▶ [WHAT YOU SHOULD DO] Copy these lines verbatim, leaving out the pictures.

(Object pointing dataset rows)
• • • • • • •
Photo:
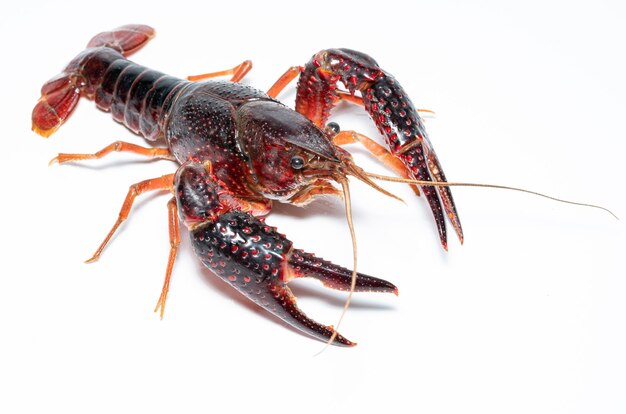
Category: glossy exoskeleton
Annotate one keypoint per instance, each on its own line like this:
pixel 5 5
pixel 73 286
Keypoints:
pixel 239 150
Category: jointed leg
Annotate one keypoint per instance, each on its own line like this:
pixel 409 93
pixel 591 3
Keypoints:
pixel 162 183
pixel 118 146
pixel 238 73
pixel 284 80
pixel 172 211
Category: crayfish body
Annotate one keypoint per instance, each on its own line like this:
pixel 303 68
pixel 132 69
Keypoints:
pixel 239 150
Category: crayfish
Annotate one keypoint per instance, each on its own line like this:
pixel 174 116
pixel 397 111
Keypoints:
pixel 239 150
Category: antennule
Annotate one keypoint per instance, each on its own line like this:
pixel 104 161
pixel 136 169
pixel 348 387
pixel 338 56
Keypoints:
pixel 348 207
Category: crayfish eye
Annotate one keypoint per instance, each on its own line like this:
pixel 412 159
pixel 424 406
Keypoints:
pixel 297 162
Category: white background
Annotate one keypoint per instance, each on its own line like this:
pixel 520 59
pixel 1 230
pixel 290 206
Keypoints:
pixel 527 317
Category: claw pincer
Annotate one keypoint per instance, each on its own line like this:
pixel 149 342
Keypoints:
pixel 392 111
pixel 252 256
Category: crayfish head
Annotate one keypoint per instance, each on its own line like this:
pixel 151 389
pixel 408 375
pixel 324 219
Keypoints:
pixel 286 152
pixel 291 159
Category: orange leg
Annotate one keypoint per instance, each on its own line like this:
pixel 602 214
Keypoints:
pixel 284 80
pixel 172 215
pixel 162 183
pixel 238 73
pixel 378 151
pixel 118 146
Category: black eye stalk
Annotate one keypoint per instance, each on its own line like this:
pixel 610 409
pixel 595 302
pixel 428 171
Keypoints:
pixel 333 127
pixel 297 162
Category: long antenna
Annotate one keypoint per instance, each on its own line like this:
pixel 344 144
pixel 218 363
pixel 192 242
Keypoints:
pixel 502 187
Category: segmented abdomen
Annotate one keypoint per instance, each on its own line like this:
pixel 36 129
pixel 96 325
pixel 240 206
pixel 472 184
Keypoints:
pixel 137 97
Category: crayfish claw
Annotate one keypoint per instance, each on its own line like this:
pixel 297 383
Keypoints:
pixel 332 276
pixel 290 313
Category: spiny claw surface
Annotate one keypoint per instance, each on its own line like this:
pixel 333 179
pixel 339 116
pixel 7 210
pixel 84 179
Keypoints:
pixel 258 261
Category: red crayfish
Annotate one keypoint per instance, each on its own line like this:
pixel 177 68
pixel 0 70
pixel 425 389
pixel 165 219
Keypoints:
pixel 239 149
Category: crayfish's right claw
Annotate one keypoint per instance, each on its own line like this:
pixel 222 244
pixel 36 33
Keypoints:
pixel 258 261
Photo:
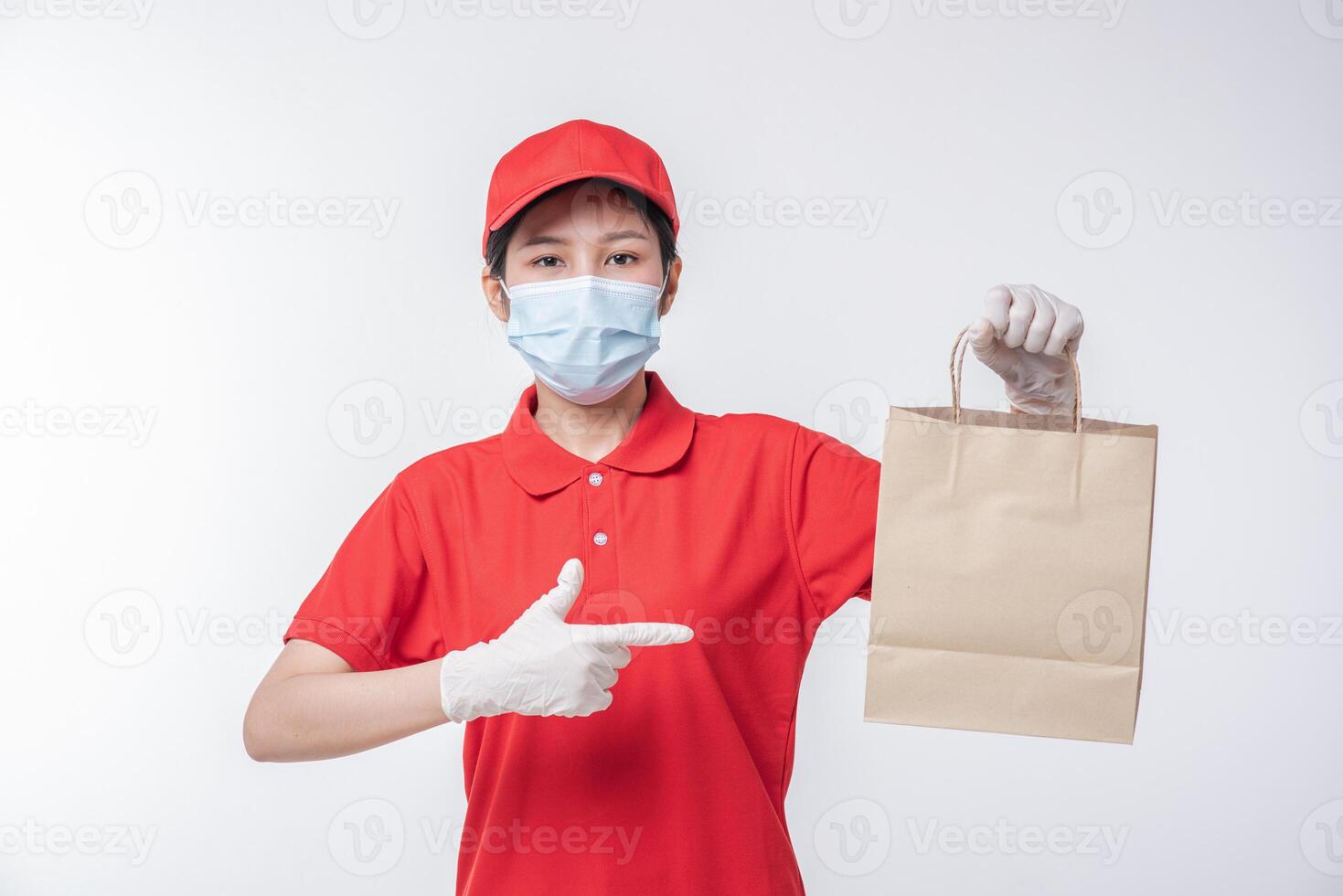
• • • • • • •
▶ [RESPONSE TO THE TASK]
Photo:
Category: glossy exoskeleton
Annotate one keypoint per instance, each on its own line like this:
pixel 5 5
pixel 73 286
Keypoints:
pixel 239 150
Category: jointed leg
Annotate one keypoint per instance, each on its own line like this:
pixel 409 93
pixel 591 3
Keypoints:
pixel 162 183
pixel 118 146
pixel 238 73
pixel 284 80
pixel 172 211
Category: crayfish body
Annotate one keypoint per instance, each on its own line like this:
pixel 303 68
pixel 132 69
Keypoints:
pixel 239 150
Category: crayfish
Annotate one keypoint per instance, each on its own line like this:
pixel 174 116
pixel 397 111
Keypoints:
pixel 239 150
Category: antennule
Annotate one keypoint per instance, each on its own line like this:
pixel 104 161
pixel 136 169
pixel 348 387
pixel 338 56
Keypoints:
pixel 348 207
Category: crayfish eye
Annotate one keypoint per instance, each on its own line like this:
pixel 412 159
pixel 424 406
Keypoints:
pixel 297 162
Category: white background
Annotate one keypoint per instance, each on its own line like this:
pixel 520 59
pixel 1 230
pixel 290 206
Keypoints:
pixel 527 317
Category: claw pincer
Annotate one keypoint per instance, each on its own line like this:
pixel 149 342
Keypoints:
pixel 392 111
pixel 252 256
Category: crayfish head
Annotate one keypoint per instance, each on its own line like this:
pixel 151 389
pixel 408 375
pixel 324 219
Keypoints:
pixel 286 152
pixel 291 159
Category: orange leg
Annotate one keypoint per instance, each on its own line like this:
pixel 602 214
Keypoints:
pixel 284 80
pixel 172 215
pixel 162 183
pixel 238 73
pixel 378 151
pixel 118 146
Category: black eye stalk
Annotate one keypoint per instance, each on its own line like this:
pixel 610 409
pixel 595 302
pixel 428 171
Keypoints:
pixel 333 127
pixel 297 162
Category: long antenna
Annotate one keypoint per instance, each on its own line like this:
pixel 344 144
pixel 218 363
pixel 192 242
Keypoints:
pixel 502 187
Category: segmented abdomen
Annotate one keypoint per instance, each on its own line like this:
pixel 36 129
pixel 96 325
pixel 240 206
pixel 472 184
Keypoints:
pixel 137 97
Category: crayfish claw
Annotate one keypoint per instance, each on its own line like this:
pixel 297 383
Keypoints:
pixel 332 276
pixel 290 313
Category: spiny claw surface
Annotate one keypoint per instance, each on its own line like this:
pixel 333 179
pixel 339 116
pixel 7 210
pixel 84 179
Keypoints:
pixel 258 261
Category: red crayfish
Annotate one keypoint per instance, each on its own line like this:
pixel 177 68
pixel 0 70
pixel 425 389
pixel 165 219
Keypoints:
pixel 239 149
Category: crayfish's right claw
Annotate one keypoint per instance, each on its own line like this:
pixel 222 244
pixel 36 33
Keypoints:
pixel 258 261
Photo:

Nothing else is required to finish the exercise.